>> start

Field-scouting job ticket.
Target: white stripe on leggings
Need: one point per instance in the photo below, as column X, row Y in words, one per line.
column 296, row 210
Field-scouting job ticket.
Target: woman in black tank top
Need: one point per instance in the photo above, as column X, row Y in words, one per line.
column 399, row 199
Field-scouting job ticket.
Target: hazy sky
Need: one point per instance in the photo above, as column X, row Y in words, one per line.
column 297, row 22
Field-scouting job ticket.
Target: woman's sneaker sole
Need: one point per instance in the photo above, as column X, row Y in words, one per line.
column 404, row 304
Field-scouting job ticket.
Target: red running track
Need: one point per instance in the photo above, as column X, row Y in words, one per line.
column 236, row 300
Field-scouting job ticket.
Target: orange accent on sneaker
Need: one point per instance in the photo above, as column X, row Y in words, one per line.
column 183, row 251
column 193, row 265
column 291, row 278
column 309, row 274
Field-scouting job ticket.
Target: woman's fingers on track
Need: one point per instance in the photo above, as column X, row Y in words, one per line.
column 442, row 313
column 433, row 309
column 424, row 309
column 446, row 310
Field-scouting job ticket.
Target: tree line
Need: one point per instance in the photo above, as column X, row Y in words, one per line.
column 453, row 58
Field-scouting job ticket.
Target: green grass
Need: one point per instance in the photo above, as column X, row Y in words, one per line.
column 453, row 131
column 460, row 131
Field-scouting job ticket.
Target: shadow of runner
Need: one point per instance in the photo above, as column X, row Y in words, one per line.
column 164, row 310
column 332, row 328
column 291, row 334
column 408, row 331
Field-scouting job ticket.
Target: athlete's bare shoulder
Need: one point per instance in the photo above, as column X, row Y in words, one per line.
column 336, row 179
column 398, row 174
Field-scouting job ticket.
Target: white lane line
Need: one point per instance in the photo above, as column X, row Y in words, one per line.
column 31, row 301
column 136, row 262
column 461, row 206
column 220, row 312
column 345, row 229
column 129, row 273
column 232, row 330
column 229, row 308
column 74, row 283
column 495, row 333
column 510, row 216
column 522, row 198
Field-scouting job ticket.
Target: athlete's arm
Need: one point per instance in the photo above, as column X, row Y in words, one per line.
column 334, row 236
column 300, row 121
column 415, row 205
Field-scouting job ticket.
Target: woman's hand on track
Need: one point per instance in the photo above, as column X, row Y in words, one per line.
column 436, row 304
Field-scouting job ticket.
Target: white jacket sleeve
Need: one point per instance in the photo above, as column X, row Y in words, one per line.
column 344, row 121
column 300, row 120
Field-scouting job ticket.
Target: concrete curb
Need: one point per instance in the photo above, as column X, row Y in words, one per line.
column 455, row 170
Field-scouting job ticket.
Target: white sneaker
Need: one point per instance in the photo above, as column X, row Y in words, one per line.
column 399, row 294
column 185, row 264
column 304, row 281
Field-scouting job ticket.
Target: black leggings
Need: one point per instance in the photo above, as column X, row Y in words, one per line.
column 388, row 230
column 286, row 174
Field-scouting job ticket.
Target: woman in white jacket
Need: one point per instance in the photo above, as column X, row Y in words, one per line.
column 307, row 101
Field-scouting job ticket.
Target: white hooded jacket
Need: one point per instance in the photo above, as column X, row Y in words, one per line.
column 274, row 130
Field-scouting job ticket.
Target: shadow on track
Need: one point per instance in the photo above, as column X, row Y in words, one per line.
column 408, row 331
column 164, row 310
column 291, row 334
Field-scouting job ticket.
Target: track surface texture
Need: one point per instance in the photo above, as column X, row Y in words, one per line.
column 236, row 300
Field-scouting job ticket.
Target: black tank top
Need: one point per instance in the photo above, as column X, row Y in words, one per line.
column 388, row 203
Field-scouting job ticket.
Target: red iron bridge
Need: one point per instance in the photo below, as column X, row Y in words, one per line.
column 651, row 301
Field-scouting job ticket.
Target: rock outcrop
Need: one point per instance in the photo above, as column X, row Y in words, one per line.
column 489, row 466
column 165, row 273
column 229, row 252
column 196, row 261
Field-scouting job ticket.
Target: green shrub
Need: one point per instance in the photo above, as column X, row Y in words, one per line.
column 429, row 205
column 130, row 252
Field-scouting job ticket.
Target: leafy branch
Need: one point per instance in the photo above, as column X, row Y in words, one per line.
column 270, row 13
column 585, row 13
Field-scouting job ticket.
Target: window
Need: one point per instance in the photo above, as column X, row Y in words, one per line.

>> end

TASK BRIEF: Please quote every one of the rows above word for word, leaving nothing out and adding nothing.

ANSWER BELOW:
Field-scouting job ticket.
Target: white stripe on leggings
Need: one point per instance in the photo below, as column X, row Y in words, one per line.
column 296, row 210
Field-scouting job ticket.
Target: woman in black tank top
Need: one point per instance in the photo above, as column X, row Y in words, one per line.
column 399, row 199
Field-scouting job ticket.
Target: hazy sky
Need: one point per instance in the photo above, as column X, row Y in words, one per line.
column 297, row 22
Field-scouting job ticket.
Target: woman's sneaker sole
Need: one point per instance in the photo above, as column X, row Y in words, one per line.
column 404, row 304
Field-scouting job ticket.
Target: red running track
Need: one point per instance in the photo above, as column X, row Y in words, one per line.
column 236, row 300
Field-scouting job ticket.
Target: orange accent on sneaker
Need: one point per instance in the photo above, as column X, row Y in words, one per line.
column 183, row 251
column 193, row 265
column 291, row 278
column 309, row 274
Field-scouting job ticket.
Target: woman's fingers on track
Need: one point per instance in the photo above, as column X, row Y in words, one per line.
column 442, row 313
column 433, row 309
column 424, row 309
column 446, row 310
Field-scouting job ticket.
Target: tree line
Need: one point per instance in the photo above, as column X, row Y in words, one per line.
column 453, row 58
Field-scouting job ticket.
Target: green grass
Need: one point per instance in the photo above, as column X, row Y in words, one per line.
column 453, row 131
column 460, row 131
Field-scouting job ticket.
Target: shadow of runner
Need: one point per instance in the photo above, as column X, row Y in words, one per line.
column 164, row 310
column 332, row 328
column 291, row 334
column 408, row 331
Field-scouting job ticket.
Target: athlete's bare shoulder
Need: one point per instance in the photo above, as column X, row Y in words, one per line.
column 336, row 179
column 398, row 174
Field-scouting job ticket.
Target: white lane line
Need: one point per instance in the photo above, as column X, row Y in words, one per line.
column 31, row 301
column 136, row 262
column 461, row 206
column 220, row 312
column 345, row 229
column 129, row 273
column 232, row 330
column 229, row 308
column 74, row 283
column 495, row 333
column 510, row 216
column 522, row 198
Field-scouting job ticket.
Target: athlete's arm
Need: one point per instance in the photo above, as column X, row Y in words, one per line.
column 334, row 236
column 300, row 121
column 415, row 205
Field-scouting job ticket.
Target: woman's hand on track
Need: one point per instance in the photo above, as column X, row Y in words, one per line.
column 436, row 304
Field-scouting job ticket.
Target: white jacket sleeve
Need: one point per instance in the photo above, as column X, row Y in words, one per line.
column 344, row 121
column 300, row 120
Field-scouting job ticket.
Target: concrete curb
Need: one point per instance in the photo above, as column X, row Y in words, one per line.
column 455, row 170
Field-scouting job ticket.
Target: white sneaker
Need: one point per instance in the photo above, as column X, row Y in words, one per line.
column 399, row 294
column 185, row 264
column 304, row 281
Field-scouting job ticket.
Target: black leggings
Need: one point per instance in the photo above, as column X, row Y in words, one per line.
column 388, row 230
column 286, row 174
Field-scouting job ticket.
Target: woman in white jacket
Need: one point per instance in the photo above, as column X, row Y in words, one per line.
column 307, row 101
Field-scouting job ticket.
Target: white hooded jacket
Need: one point per instance in the photo above, as column X, row Y in words, one per line.
column 274, row 130
Field-scouting job ticket.
Target: shadow on track
Need: one point per instance in the photo above, as column X, row Y in words, one per line.
column 408, row 331
column 164, row 310
column 291, row 334
Field-scouting job ticket.
Target: track surface texture
Need: one point per instance in the photo above, as column X, row Y in words, one per line.
column 236, row 300
Field-scouting job ticket.
Target: black tank top
Need: one point per instance in the photo above, as column X, row Y in words, one per line.
column 388, row 203
Field-scouting job ticket.
Target: red iron bridge
Need: one point per instance in the photo below, as column X, row Y in words, one per line.
column 651, row 301
Field-scouting job ticket.
Target: rock outcrop
Need: one point per instance in the photo above, as column X, row Y in words, one per line.
column 489, row 466
column 165, row 273
column 229, row 252
column 196, row 261
Field-scouting job ticket.
Target: green shrub
Need: one point per instance in the photo above, as column X, row Y in words, one per line.
column 429, row 205
column 130, row 252
Field-scouting job ticket.
Target: leafy branch
Need: one point per instance in the photo above, as column X, row Y in words, one per line.
column 270, row 13
column 585, row 13
Field-scouting job ticket.
Target: window
Need: one point per instance in the photo above, as column X, row Y in words, one per line.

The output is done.